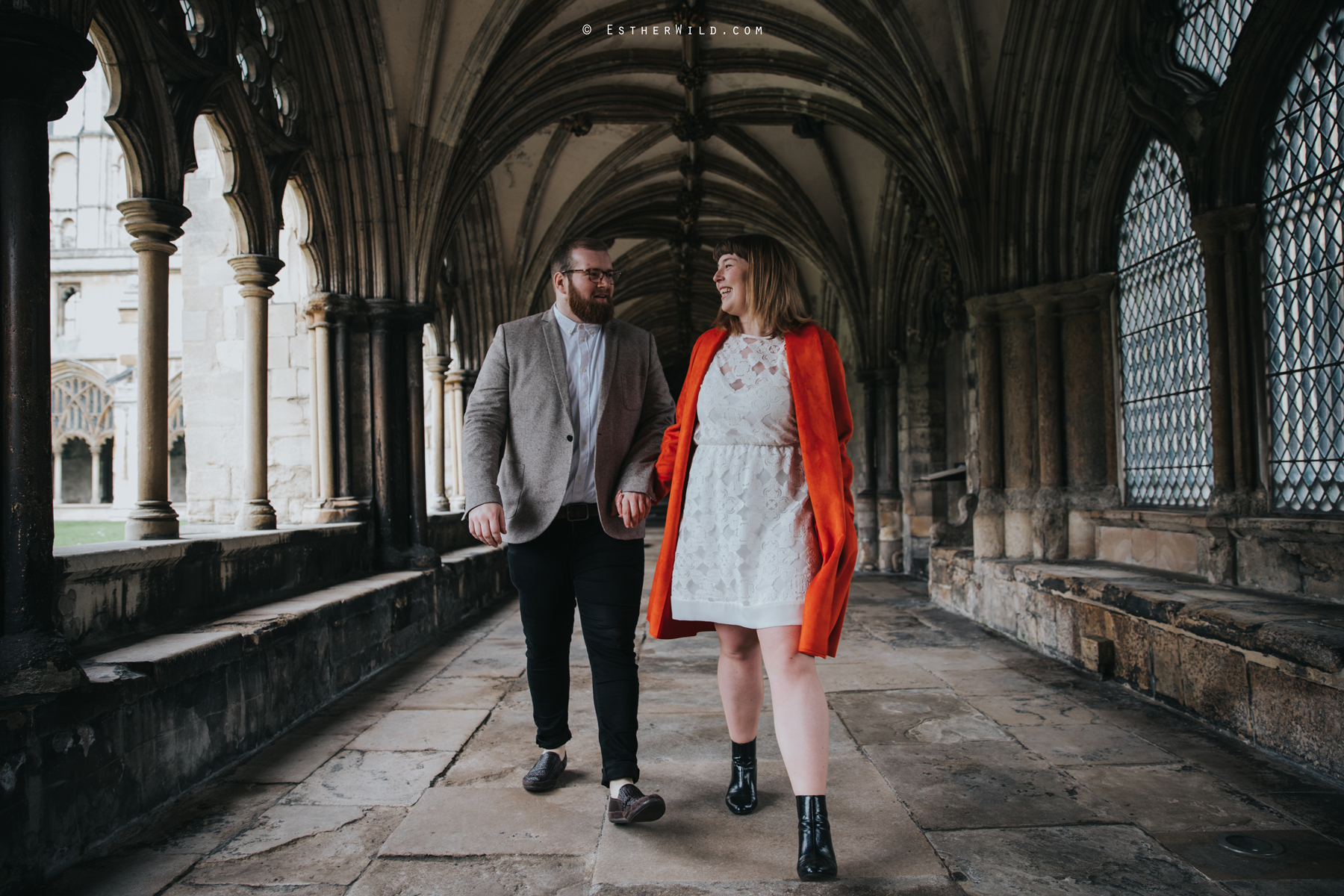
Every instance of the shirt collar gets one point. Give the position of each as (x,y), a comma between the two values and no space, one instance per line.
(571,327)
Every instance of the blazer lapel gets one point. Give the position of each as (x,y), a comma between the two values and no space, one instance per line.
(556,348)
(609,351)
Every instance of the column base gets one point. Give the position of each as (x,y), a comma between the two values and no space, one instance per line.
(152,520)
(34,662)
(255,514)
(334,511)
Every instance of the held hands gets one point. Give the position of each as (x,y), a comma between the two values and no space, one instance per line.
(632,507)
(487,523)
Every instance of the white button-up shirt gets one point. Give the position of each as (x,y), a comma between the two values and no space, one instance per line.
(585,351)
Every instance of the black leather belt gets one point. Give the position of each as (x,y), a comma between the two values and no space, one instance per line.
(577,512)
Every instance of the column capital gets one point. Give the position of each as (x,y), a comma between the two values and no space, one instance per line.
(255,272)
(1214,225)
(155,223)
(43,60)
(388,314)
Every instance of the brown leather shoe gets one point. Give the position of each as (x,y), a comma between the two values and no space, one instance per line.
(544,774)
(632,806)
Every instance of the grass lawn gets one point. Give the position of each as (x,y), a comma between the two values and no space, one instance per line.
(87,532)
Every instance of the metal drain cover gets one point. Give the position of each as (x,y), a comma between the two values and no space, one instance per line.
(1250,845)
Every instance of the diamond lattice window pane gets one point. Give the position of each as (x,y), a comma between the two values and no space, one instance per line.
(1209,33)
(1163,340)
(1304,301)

(Set exercise):
Give the listing above as a JSON array of strings, one per line, omitting blank lines and the picture lines.

(Worked answer):
[
  "Every instance of the shirt collar gets one point. Give the position of each as (x,y), a comma between the two values and no space, one instance per line.",
  "(571,327)",
  "Every instance of the blazer lapel gets one point. Give the position of each as (x,y), a comma between the two values and no space, one instance per line.",
  "(556,348)",
  "(609,351)",
  "Every instance of the column base gets one point. Give the position of each as (x,y), a comma between the two values and no space, one instance per line.",
  "(152,520)",
  "(34,662)",
  "(255,514)",
  "(334,511)",
  "Every instance of the held hands gets one point. Give the position of each as (x,y), a comma between the two values and no space, one instance per line.",
  "(632,507)",
  "(487,523)",
  "Every instance of the white button-up shirt gets one point. Give the position of each as (x,y), a comma between the two values and no space, one instance per line.",
  "(585,351)",
  "Every instance of the black leather belt gets one point. Give the position of each as (x,y), a comma between the two values and no space, one instance per line.",
  "(577,512)",
  "Every instance of the column capital gets one point. Give the position of each as (x,y), a comma between the two values and no space, one instance per line.",
  "(255,272)",
  "(1214,225)",
  "(155,223)",
  "(43,60)",
  "(388,314)",
  "Every instance of the brown leather shoe gets one point. Give the position of each as (x,y), a comma between the two values and no space, one instance per line.",
  "(544,774)",
  "(632,806)",
  "Every instance of the grass lawn gets one point. Give the position of each as (x,y), a comma between the two values and no space, one instance per line.",
  "(87,532)",
  "Every instance of the metal drain cover gets one point. Give the position of each as (x,y), a comma between the two values and no space, one instance per line.",
  "(1250,845)",
  "Every instance of the diamond lattice window pane gets one point. Give the position of each as (x,y), a comma between the two values and no space, one instance per line.",
  "(1209,33)",
  "(1163,340)",
  "(1304,301)"
]